Passage provided.
Introduction

This presentation aims to prepare club members with some basic tools and knowledge to succeed in the upcoming Quant Quest challenge.

Machine Learning Pipeline

  1. Obtain data
    • Either from scraping, downloading, or other means.
  2. Preprocess data
    • Remove unwanted data.
    • Filter out noise.
    • Patitioning data into training set, validation set, test set
    • Scale, shift, and normalize.
  3. Find a good representation
    • The purpose of this step is to find a more representative representation of the data.
    • In NLP, a good representation can be word count, or tf-idf.
    • Dimensionality reduction.
  4. Training the classifier/regressor
  5. Testing
    • Accuracy, false-positive, false-negative, f-1 score, etc.

Some Tools

This section details some Python libraries that might be helpful

  1. Numerical analysis
    • numpy - Linear algebra, matrix and vector manipulation
    • pandas - Data anaysis, data manipulation
  2. Machine learning
    • scikit-learn - General machine learning. Supports basic/advance level algorithms, but only run on CPU.
    • theano - Deep learning framework.
    • tensorflow - Another deep learning framework.
  3. Natural language processing
  4. Utilities

Download

You can get most of these libraries from the Anaconda distribution or from the links above.

Listed entries.
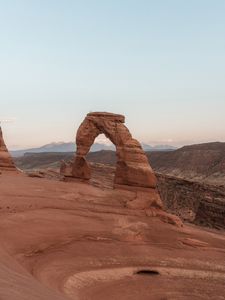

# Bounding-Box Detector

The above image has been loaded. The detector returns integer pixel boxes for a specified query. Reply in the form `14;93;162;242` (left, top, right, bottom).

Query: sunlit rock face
61;112;162;208
0;127;16;171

Parts of the exercise.
A. Render the bounding-box detector entries as a JSON list of strings, one string per line, with blank lines omitted and the picture left out.
B. Write what comes next in the machine learning presentation, picking up after its final sentence.

Outputs in order.
A.
[
  "# Bounding-Box Detector",
  "The above image has been loaded. The detector returns integer pixel boxes for a specified query. Reply in the form `14;93;162;242` (left, top, right, bottom).",
  "Query: sunlit rock face",
  "61;112;162;208",
  "0;127;16;171"
]

B.
Obtain data

This section will introduce basic tools to download text corpus from wikipedia articles. We will download the content of all 500 articles of 500 companies in the S&P 500.

In [ ]:
import urllib2
import string
import time
import os
from bs4 import BeautifulSoup, NavigableString
import wikipedia as wk
In [ ]:
def initOpener():
    opener = urllib2.build_opener()
    opener.addheaders = [('User-agent', 'Mozilla/5.0')]
    return opener

The function below output a dictionary whose keys are stock tickers and values are article URLs. These URLs are then used for scraping.

In [ ]:
def getSP500Dictionary():
    stockTickerUrl = 'https://en.wikipedia.org/wiki/List_of_S%26P_500_companies'

    usableStockTickerURL = initOpener().open(stockTickerUrl).read()

    stockTickerSoup = BeautifulSoup(usableStockTickerURL, 'html.parser')

    stockTickerTable = stockTickerSoup.find('table')

    stockTickerRows = stockTickerTable.find_all('tr')

    SP500companies = {}

    stockBaseURL = 'https://en.wikipedia.org'

    for stockTickerRow in stockTickerRows:
        stockTickerColumns = stockTickerRow.find_all('td')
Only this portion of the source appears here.